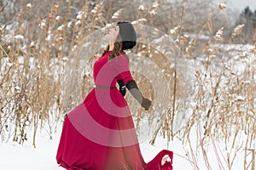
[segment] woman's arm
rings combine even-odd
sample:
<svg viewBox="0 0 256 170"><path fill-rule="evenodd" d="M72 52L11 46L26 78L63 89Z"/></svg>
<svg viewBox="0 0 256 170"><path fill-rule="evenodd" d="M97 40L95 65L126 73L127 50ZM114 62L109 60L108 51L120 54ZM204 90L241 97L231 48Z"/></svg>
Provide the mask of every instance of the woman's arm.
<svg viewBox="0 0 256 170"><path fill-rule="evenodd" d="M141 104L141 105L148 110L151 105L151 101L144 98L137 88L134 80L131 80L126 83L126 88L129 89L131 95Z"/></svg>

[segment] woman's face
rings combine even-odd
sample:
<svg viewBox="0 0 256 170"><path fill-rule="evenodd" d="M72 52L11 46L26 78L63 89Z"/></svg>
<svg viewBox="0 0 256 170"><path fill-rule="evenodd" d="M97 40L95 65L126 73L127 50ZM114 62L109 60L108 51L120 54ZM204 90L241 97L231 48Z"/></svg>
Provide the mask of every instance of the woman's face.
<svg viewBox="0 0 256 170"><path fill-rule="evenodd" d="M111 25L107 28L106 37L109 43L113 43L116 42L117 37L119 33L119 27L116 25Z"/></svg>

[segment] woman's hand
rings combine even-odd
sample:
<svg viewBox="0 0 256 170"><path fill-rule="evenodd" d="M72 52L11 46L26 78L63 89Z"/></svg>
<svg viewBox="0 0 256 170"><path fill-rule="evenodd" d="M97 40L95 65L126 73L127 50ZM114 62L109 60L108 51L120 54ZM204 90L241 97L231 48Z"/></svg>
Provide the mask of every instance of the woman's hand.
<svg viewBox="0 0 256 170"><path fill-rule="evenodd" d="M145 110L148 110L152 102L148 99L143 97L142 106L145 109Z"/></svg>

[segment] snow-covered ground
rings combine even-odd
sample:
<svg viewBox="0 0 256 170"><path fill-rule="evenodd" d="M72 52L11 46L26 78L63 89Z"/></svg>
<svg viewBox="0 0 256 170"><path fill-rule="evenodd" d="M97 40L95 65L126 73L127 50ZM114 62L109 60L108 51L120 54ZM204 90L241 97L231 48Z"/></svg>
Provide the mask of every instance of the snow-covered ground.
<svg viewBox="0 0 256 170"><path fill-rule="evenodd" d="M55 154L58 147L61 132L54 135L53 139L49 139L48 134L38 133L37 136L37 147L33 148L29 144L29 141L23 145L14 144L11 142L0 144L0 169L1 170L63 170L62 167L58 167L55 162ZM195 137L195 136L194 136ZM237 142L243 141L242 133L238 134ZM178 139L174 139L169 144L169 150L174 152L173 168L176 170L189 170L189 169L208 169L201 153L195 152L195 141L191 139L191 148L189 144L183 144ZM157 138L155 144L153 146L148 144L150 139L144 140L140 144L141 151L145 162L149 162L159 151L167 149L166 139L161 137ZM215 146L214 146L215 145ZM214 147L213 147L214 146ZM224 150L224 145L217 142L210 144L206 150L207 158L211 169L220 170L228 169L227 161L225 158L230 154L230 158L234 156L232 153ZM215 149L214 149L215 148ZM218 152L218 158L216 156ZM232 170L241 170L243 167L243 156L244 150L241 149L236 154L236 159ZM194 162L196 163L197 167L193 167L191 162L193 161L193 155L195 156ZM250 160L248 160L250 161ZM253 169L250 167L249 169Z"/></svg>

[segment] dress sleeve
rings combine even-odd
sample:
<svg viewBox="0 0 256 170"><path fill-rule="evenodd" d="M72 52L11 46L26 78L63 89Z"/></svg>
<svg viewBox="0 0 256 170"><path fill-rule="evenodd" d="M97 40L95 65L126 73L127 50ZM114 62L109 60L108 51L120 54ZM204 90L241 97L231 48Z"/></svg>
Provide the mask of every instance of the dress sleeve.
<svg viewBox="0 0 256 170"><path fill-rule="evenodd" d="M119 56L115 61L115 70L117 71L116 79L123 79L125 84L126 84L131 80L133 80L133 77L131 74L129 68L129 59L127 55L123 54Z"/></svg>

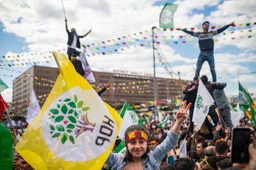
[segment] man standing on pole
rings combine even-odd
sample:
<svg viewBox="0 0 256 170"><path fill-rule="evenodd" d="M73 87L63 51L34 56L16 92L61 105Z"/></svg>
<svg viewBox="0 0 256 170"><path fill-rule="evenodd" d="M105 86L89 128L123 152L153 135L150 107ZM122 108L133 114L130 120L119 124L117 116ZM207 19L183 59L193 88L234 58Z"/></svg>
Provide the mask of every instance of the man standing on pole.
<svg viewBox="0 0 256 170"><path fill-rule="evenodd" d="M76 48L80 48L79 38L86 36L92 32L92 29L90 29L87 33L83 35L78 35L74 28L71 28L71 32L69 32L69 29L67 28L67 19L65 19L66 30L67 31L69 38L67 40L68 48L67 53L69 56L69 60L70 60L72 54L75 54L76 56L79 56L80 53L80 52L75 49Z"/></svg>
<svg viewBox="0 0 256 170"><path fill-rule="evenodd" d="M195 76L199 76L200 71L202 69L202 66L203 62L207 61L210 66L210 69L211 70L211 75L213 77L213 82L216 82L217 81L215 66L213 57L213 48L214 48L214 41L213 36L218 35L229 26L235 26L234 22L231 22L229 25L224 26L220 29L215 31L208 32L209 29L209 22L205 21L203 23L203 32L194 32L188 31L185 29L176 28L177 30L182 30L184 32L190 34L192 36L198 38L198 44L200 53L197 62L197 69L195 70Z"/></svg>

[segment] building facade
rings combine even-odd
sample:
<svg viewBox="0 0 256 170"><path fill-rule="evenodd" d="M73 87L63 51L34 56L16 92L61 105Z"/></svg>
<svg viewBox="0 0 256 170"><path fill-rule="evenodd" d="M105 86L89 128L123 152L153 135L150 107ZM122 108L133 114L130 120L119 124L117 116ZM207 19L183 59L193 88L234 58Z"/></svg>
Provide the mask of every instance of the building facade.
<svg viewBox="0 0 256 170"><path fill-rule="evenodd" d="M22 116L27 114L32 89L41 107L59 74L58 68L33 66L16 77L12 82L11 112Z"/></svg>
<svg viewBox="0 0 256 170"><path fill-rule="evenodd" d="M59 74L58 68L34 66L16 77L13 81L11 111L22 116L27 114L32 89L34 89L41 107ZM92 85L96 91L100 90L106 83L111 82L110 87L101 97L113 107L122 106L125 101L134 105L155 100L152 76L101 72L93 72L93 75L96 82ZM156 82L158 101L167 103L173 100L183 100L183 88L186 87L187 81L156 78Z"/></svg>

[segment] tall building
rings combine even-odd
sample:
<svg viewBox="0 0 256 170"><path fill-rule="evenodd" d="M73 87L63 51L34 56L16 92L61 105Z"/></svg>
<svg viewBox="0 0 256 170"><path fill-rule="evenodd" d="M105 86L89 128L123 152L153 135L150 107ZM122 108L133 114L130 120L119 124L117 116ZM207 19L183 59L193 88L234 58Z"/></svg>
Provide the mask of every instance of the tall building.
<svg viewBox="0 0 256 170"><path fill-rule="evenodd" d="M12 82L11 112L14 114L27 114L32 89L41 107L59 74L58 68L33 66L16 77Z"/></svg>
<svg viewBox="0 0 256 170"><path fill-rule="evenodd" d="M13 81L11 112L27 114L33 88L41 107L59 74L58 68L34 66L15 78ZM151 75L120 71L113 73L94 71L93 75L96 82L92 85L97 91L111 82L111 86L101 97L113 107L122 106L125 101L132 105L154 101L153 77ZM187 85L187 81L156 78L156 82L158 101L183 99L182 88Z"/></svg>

# # # # # # #

• Task to complete: Please turn every line of the records above into a numbered list, skipping blank lines and leaving out the picture lines.

• Worked solution:
1. [segment] woman's arm
2. rings combine even-odd
3. sample:
4. <svg viewBox="0 0 256 170"><path fill-rule="evenodd" d="M72 52L11 46L26 78L63 89Z"/></svg>
5. <svg viewBox="0 0 256 170"><path fill-rule="evenodd" d="M97 40L95 65L126 73L127 50ZM114 62L109 60L108 51L120 54ZM204 90L241 97L231 48Z"/></svg>
6. Provide the mask of every instance of the woman's arm.
7. <svg viewBox="0 0 256 170"><path fill-rule="evenodd" d="M141 104L141 105L148 110L151 105L151 101L144 98L137 88L134 80L131 80L126 83L126 88L129 89L131 95Z"/></svg>
8. [segment] woman's face
9. rings combine even-odd
10. sample:
11. <svg viewBox="0 0 256 170"><path fill-rule="evenodd" d="M72 52L11 46L26 78L63 89Z"/></svg>
12. <svg viewBox="0 0 256 170"><path fill-rule="evenodd" d="M97 40L95 65L126 73L127 50ZM114 62L109 60L108 51L120 54ZM204 90L241 97L231 48Z"/></svg>
13. Provide the mask of every instance of the woman's face.
14. <svg viewBox="0 0 256 170"><path fill-rule="evenodd" d="M111 25L107 28L106 37L109 43L113 43L116 42L117 37L119 33L119 27L116 25Z"/></svg>
15. [segment] woman's hand
16. rings combine even-odd
17. sample:
18. <svg viewBox="0 0 256 170"><path fill-rule="evenodd" d="M72 52L11 46L26 78L63 89Z"/></svg>
19. <svg viewBox="0 0 256 170"><path fill-rule="evenodd" d="M97 40L95 65L126 73L127 50ZM114 62L109 60L108 51L120 54ZM204 90L241 97L231 48Z"/></svg>
20. Provide the mask of every instance of the woman's hand.
21. <svg viewBox="0 0 256 170"><path fill-rule="evenodd" d="M145 110L148 110L152 102L148 99L143 97L142 106L145 109Z"/></svg>
22. [segment] snow-covered ground
23. rings combine even-odd
24. sample:
25. <svg viewBox="0 0 256 170"><path fill-rule="evenodd" d="M72 52L11 46L26 78L63 89Z"/></svg>
26. <svg viewBox="0 0 256 170"><path fill-rule="evenodd" d="M97 40L95 65L126 73L127 50ZM114 62L109 60L108 51L120 54ZM204 90L241 97L231 48Z"/></svg>
27. Provide the mask of every instance of the snow-covered ground.
28. <svg viewBox="0 0 256 170"><path fill-rule="evenodd" d="M55 154L58 147L61 132L54 135L53 139L49 139L48 134L38 133L37 136L37 147L33 148L29 144L29 141L23 145L14 144L11 142L0 144L0 169L1 170L63 170L62 167L58 167L55 162ZM195 137L195 136L194 136ZM237 142L243 141L242 133L238 134ZM178 139L174 139L169 144L169 150L174 152L173 168L176 170L189 170L189 169L208 169L201 153L195 152L195 141L191 139L191 148L189 144L183 144ZM157 138L155 144L153 146L148 144L150 139L144 140L140 144L141 151L145 162L149 162L159 151L167 149L166 139L161 137ZM215 146L214 146L215 145ZM214 147L213 147L214 146ZM224 150L224 145L217 142L210 144L206 150L207 158L211 169L220 170L228 169L227 161L225 158L230 154L230 158L234 156L232 153ZM215 149L214 149L215 148ZM218 152L218 158L216 156ZM232 170L241 170L243 167L243 156L244 150L241 149L236 154L236 159ZM194 162L196 163L197 167L193 167L191 162L193 161L193 155L195 156ZM250 160L248 160L250 161ZM253 169L250 167L249 169Z"/></svg>
29. [segment] dress sleeve
30. rings combine even-odd
31. sample:
32. <svg viewBox="0 0 256 170"><path fill-rule="evenodd" d="M72 52L11 46L26 78L63 89Z"/></svg>
33. <svg viewBox="0 0 256 170"><path fill-rule="evenodd" d="M97 40L95 65L126 73L127 50ZM114 62L109 60L108 51L120 54ZM204 90L241 97L231 48Z"/></svg>
34. Provide the mask of every instance of the dress sleeve.
35. <svg viewBox="0 0 256 170"><path fill-rule="evenodd" d="M119 56L115 61L115 70L117 71L116 79L123 79L125 84L126 84L131 80L133 80L133 77L131 74L129 68L129 59L127 55L123 54Z"/></svg>
36. [segment] man standing on pole
37. rings combine even-odd
38. sample:
39. <svg viewBox="0 0 256 170"><path fill-rule="evenodd" d="M73 87L63 51L34 56L16 92L61 105Z"/></svg>
40. <svg viewBox="0 0 256 170"><path fill-rule="evenodd" d="M105 86L89 128L123 152L153 135L150 107ZM122 108L133 114L130 120L119 124L117 116ZM207 19L183 59L193 88L234 58Z"/></svg>
41. Provide the mask of every instance of the man standing on pole.
42. <svg viewBox="0 0 256 170"><path fill-rule="evenodd" d="M76 48L80 48L79 38L86 36L92 32L92 29L90 29L87 33L83 35L78 35L74 28L71 28L71 32L69 32L69 29L67 28L67 19L65 19L66 30L67 31L69 38L67 40L68 48L67 53L69 56L69 60L70 60L72 54L75 54L76 56L79 56L80 53L80 52L75 49Z"/></svg>
43. <svg viewBox="0 0 256 170"><path fill-rule="evenodd" d="M195 76L199 76L200 71L202 69L202 66L203 62L207 61L210 66L210 69L211 70L211 75L213 77L213 82L216 82L217 81L215 66L213 57L213 48L214 48L214 41L213 36L218 35L229 26L235 26L234 22L231 22L229 25L224 26L220 29L215 31L208 32L209 29L209 22L205 21L203 23L203 32L194 32L188 31L185 29L176 28L177 30L182 30L184 32L190 34L192 36L198 38L198 44L200 53L197 62L197 69L195 70Z"/></svg>
44. [segment] building facade
45. rings combine even-odd
46. sample:
47. <svg viewBox="0 0 256 170"><path fill-rule="evenodd" d="M73 87L63 51L34 56L16 92L61 105Z"/></svg>
48. <svg viewBox="0 0 256 170"><path fill-rule="evenodd" d="M105 86L89 128L123 152L153 135L150 107ZM122 108L133 114L130 120L119 124L117 116ZM207 19L183 59L193 88L234 58Z"/></svg>
49. Provide the mask of every instance of the building facade.
50. <svg viewBox="0 0 256 170"><path fill-rule="evenodd" d="M22 116L27 114L32 89L41 107L59 74L58 68L33 66L16 77L12 82L11 112Z"/></svg>
51. <svg viewBox="0 0 256 170"><path fill-rule="evenodd" d="M59 74L58 68L34 66L16 77L13 81L11 111L22 116L27 114L32 89L34 89L41 107ZM92 85L96 91L100 90L106 83L111 82L110 87L101 97L113 107L122 106L125 101L134 105L155 100L152 76L101 72L93 72L93 75L96 82ZM156 82L158 101L167 103L173 100L183 100L183 88L186 87L187 81L156 78Z"/></svg>
52. [segment] tall building
53. rings combine even-odd
54. sample:
55. <svg viewBox="0 0 256 170"><path fill-rule="evenodd" d="M73 87L63 51L34 56L16 92L61 105Z"/></svg>
56. <svg viewBox="0 0 256 170"><path fill-rule="evenodd" d="M105 86L89 128L123 152L153 135L150 107ZM122 108L133 114L130 120L119 124L117 116ZM207 19L183 59L193 88L234 58Z"/></svg>
57. Provide the mask of every instance of the tall building.
58. <svg viewBox="0 0 256 170"><path fill-rule="evenodd" d="M12 82L11 112L14 114L27 114L32 89L41 107L59 74L58 68L33 66L16 77Z"/></svg>
59. <svg viewBox="0 0 256 170"><path fill-rule="evenodd" d="M13 81L11 112L27 114L33 88L41 107L59 74L58 68L34 66L15 78ZM151 75L120 71L113 73L94 71L93 75L96 82L92 85L97 91L111 82L111 86L101 97L113 107L122 106L125 101L132 105L154 101L153 77ZM187 85L187 81L156 78L156 82L158 101L183 99L182 88Z"/></svg>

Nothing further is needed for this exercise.